== Working data ==
>>>
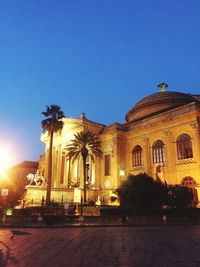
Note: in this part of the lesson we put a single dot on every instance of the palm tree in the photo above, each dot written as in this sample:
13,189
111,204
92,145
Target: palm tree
84,144
52,124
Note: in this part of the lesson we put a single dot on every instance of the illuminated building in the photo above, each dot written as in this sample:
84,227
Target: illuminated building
160,137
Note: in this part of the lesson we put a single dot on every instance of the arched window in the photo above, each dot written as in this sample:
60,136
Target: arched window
184,146
191,184
137,156
158,152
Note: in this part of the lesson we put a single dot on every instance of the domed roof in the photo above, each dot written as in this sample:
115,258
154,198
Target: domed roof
158,102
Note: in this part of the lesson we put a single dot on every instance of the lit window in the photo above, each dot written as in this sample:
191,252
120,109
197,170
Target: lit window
158,152
107,165
184,146
137,156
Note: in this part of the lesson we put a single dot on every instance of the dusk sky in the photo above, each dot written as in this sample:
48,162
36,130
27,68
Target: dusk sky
97,57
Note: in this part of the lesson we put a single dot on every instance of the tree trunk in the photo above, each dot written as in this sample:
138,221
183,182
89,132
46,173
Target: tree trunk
84,180
49,177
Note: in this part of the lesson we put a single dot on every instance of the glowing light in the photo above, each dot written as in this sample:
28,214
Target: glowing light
4,161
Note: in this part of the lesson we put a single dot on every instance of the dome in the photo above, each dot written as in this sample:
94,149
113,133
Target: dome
158,102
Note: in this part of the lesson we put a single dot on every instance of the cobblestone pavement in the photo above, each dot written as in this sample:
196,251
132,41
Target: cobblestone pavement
101,246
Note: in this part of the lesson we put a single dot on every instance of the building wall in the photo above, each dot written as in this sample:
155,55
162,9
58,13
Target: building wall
118,142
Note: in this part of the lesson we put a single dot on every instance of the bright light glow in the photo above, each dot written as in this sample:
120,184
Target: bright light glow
4,161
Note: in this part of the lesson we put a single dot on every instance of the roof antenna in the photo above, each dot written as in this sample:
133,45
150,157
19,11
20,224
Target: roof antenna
162,87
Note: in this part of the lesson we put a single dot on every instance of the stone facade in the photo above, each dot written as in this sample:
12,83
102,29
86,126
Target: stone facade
160,137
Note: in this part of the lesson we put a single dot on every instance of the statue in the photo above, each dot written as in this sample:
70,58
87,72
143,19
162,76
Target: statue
36,179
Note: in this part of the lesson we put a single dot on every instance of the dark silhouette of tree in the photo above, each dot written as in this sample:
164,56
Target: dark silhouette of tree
179,197
86,144
52,124
141,193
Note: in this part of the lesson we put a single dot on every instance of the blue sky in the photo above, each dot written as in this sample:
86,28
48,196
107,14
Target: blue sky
97,57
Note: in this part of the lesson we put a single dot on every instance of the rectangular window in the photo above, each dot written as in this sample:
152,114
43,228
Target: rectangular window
107,165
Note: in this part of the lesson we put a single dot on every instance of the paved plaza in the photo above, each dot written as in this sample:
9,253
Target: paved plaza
100,246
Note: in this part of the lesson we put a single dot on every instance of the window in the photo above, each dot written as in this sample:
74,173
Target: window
158,152
137,156
107,165
62,168
184,147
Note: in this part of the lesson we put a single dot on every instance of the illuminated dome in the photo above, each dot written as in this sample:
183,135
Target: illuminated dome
158,102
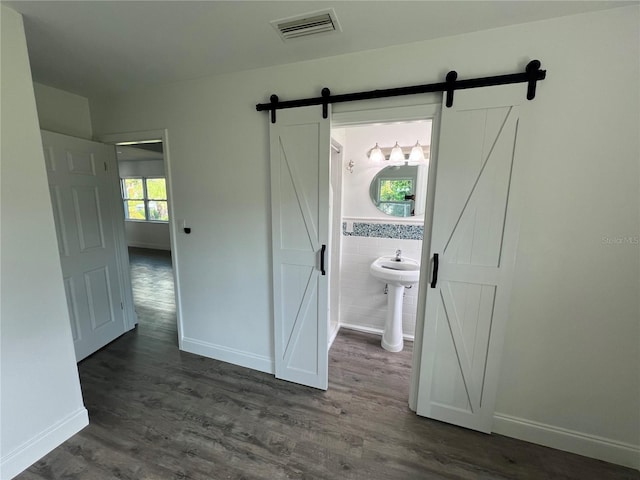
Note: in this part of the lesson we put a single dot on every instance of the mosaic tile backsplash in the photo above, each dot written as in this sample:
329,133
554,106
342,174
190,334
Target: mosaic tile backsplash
384,230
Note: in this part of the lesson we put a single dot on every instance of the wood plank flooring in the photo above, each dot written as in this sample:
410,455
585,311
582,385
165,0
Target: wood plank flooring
158,413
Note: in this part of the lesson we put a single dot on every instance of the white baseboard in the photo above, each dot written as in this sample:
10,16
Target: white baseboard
38,446
372,330
333,334
229,355
572,441
152,246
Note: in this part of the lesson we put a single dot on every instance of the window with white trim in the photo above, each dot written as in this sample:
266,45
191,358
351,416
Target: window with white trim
145,199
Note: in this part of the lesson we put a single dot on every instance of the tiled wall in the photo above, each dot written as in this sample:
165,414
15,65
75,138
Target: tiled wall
363,303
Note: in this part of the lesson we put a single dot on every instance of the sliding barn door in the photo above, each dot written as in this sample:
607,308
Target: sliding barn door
474,237
83,200
300,152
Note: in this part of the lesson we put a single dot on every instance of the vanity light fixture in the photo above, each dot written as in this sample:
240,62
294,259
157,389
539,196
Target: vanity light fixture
417,153
376,155
397,156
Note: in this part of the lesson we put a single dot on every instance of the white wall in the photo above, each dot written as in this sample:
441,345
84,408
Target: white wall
363,303
145,234
62,112
358,140
572,352
41,402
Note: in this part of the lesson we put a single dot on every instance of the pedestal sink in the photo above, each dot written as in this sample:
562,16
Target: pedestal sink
397,272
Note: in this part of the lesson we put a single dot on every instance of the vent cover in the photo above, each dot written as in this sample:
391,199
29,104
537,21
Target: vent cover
307,24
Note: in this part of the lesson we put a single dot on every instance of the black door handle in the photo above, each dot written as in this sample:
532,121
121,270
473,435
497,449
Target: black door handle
322,250
434,275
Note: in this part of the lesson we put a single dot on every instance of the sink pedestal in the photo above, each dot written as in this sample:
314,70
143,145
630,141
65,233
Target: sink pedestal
397,273
392,336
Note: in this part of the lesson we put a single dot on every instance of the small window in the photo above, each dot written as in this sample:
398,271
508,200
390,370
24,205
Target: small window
145,199
395,196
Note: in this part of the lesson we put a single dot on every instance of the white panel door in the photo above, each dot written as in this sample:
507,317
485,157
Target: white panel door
300,152
83,202
474,236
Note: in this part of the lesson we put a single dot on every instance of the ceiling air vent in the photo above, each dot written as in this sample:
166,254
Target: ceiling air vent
307,24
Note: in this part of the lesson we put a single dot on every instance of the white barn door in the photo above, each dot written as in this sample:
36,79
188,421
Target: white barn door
300,152
474,237
83,201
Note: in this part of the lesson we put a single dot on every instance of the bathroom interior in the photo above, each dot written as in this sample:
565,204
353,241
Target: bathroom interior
378,199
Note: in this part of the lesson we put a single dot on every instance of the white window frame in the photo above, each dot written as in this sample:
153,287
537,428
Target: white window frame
144,200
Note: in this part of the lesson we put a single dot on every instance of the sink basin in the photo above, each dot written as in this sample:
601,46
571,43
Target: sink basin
397,275
403,273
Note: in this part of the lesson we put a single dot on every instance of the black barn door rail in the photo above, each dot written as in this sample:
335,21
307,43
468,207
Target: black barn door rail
530,76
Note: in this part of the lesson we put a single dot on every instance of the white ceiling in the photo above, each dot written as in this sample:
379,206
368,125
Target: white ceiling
89,47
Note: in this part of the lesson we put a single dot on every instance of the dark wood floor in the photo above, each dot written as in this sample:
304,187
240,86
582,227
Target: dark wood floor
158,413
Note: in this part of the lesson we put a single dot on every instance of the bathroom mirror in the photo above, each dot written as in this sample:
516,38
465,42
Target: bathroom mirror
399,190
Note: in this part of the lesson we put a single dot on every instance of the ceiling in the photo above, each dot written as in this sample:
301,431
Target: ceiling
93,47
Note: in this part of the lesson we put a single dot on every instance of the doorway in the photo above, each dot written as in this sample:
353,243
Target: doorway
143,187
371,226
147,202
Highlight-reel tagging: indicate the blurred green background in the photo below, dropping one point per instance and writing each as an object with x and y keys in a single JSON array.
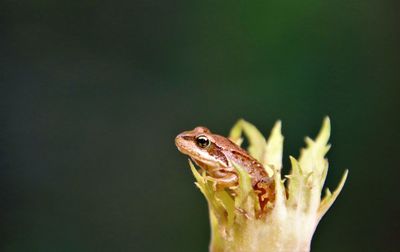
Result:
[{"x": 94, "y": 92}]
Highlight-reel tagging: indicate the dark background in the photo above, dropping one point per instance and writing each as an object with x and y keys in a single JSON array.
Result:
[{"x": 94, "y": 92}]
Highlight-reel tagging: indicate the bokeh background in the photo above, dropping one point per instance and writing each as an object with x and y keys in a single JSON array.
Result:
[{"x": 94, "y": 92}]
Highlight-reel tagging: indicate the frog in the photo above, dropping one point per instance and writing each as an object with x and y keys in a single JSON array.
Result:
[{"x": 216, "y": 156}]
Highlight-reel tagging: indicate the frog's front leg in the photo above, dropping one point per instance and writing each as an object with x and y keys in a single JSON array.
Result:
[{"x": 225, "y": 179}]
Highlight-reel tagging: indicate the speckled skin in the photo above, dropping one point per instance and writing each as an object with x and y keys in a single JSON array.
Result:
[{"x": 216, "y": 159}]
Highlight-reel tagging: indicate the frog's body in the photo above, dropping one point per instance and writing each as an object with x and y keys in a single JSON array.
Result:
[{"x": 215, "y": 154}]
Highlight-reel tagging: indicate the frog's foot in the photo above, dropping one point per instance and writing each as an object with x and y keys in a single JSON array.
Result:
[{"x": 265, "y": 191}]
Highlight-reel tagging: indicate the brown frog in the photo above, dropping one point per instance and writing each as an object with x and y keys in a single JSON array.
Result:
[{"x": 215, "y": 154}]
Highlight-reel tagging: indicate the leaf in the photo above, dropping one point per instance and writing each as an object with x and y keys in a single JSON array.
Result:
[{"x": 329, "y": 198}]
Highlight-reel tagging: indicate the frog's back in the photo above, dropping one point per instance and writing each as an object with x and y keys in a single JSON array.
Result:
[{"x": 240, "y": 156}]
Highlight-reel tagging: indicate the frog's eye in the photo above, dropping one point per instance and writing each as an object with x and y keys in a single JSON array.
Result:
[{"x": 202, "y": 141}]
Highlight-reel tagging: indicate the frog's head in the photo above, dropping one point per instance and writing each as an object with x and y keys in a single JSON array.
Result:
<<<
== What you need to do ==
Copy the listing from the line containing "Highlight-reel tagging: indicate the frog's eye" through its end, inclusive, with requests kept. Add 105 to every x and y coordinate in the answers.

== The response ==
Highlight-reel tagging: indicate the frog's eye in the photo above, dropping one point per instance and writing each as an object with x and y keys in a single JSON array.
Result:
[{"x": 307, "y": 246}]
Highlight-reel tagging: indicate the frog's head in the photo above, dropping one point per instance and writing each as an object with x and y keys in a single JSON array.
Result:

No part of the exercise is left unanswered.